▸ **Records provided**:
Start of Block
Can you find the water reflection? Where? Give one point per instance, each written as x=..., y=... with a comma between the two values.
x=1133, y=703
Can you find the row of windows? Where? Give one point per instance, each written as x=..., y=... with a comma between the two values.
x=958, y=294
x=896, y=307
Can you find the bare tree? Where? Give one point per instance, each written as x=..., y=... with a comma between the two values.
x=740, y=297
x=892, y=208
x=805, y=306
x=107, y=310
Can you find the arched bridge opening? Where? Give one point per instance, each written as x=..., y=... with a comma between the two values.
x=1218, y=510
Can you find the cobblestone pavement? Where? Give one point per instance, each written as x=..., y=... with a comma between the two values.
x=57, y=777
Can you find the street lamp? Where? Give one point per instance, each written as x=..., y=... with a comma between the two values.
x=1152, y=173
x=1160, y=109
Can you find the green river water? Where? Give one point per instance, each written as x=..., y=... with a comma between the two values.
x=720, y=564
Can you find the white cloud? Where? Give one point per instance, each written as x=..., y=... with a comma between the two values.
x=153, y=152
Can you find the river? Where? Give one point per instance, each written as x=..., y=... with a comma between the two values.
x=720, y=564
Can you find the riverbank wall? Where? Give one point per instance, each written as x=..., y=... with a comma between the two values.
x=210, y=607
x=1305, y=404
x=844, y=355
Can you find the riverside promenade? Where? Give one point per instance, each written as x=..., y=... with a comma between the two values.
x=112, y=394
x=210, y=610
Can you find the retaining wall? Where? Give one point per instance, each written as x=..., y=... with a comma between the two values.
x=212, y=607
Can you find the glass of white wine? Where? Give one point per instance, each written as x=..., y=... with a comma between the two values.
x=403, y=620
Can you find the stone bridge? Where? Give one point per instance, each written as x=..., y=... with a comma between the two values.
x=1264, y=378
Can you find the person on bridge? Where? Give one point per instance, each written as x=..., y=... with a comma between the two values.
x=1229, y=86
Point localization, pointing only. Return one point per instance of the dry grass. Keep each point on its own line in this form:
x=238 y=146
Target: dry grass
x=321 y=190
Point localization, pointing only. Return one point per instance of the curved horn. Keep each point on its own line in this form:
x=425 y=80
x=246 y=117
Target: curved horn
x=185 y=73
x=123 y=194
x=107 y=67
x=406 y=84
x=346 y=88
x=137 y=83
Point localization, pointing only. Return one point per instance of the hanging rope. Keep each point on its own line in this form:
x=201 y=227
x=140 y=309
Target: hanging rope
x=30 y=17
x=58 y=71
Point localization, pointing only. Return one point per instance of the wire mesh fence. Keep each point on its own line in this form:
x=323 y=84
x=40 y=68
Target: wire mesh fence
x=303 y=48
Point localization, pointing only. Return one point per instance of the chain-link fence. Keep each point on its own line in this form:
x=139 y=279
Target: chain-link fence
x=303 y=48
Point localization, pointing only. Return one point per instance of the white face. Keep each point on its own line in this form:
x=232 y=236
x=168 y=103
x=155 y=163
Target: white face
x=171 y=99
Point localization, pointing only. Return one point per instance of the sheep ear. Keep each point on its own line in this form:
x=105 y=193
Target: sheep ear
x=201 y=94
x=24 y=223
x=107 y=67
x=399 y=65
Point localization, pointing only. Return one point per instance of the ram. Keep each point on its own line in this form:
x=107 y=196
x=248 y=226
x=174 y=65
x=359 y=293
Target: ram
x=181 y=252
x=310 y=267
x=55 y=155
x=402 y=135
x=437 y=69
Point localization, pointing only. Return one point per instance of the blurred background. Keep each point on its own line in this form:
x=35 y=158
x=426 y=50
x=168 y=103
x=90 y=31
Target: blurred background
End of Block
▸ **Work request**:
Show each line of the material where the word "blurred" occurs.

▸ **Solved problem**:
Point localization, pointing only. Return one point per instance of the blurred background. Keep each point on its own line in this form:
Target: blurred background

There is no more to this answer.